▶ **Material to process**:
[Start of section]

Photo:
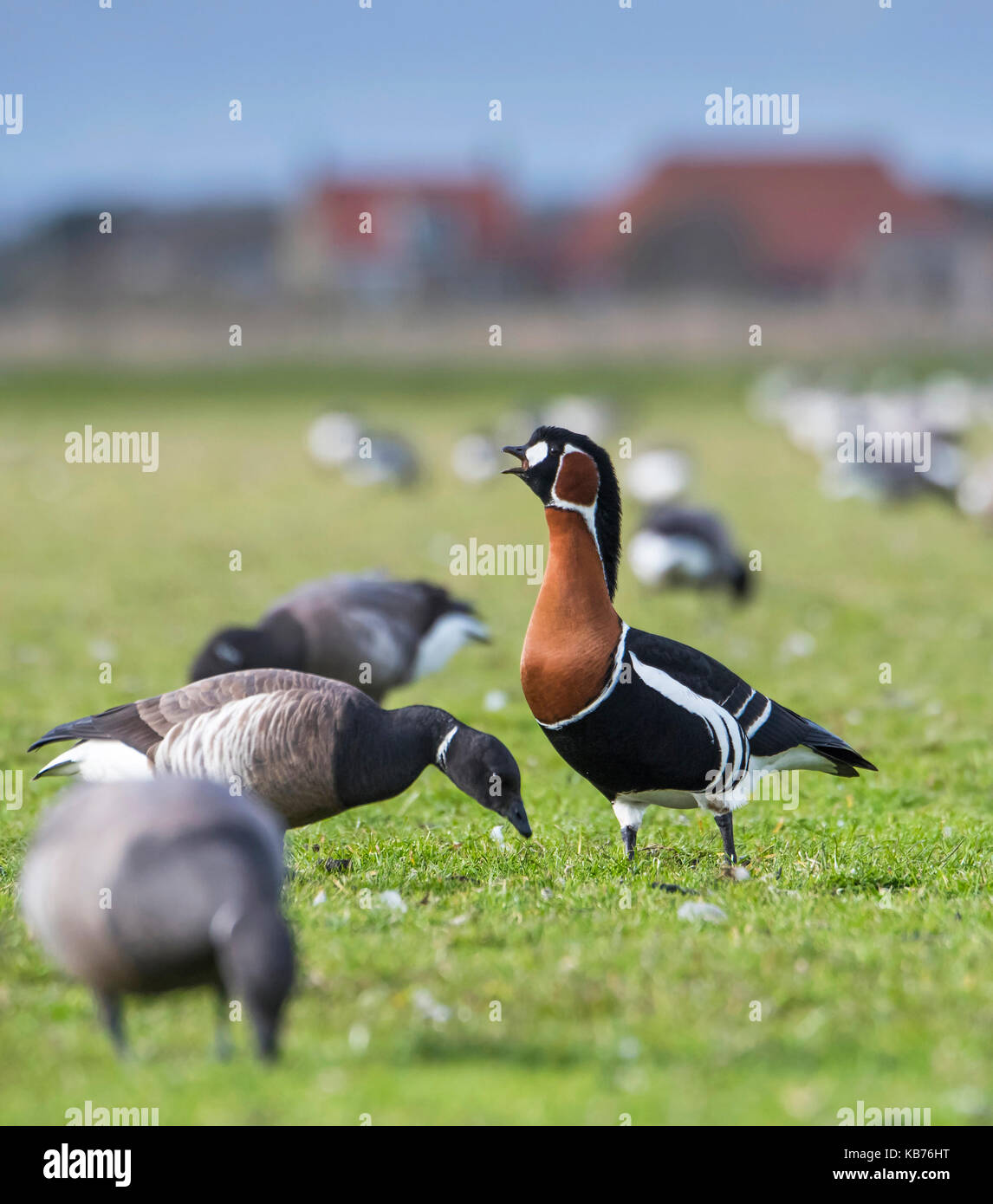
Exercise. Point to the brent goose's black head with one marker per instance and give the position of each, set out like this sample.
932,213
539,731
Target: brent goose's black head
484,768
570,472
231,649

[End of section]

▶ **Your objective**: Could the entries above be written out word for word, with no pictures?

▶ **Result**:
Photo:
Exercise. Point to the brent goose's black head with one marker per instance and give the position of each, set out like this sample.
932,213
539,731
Target: brent goose's black head
484,768
570,472
231,649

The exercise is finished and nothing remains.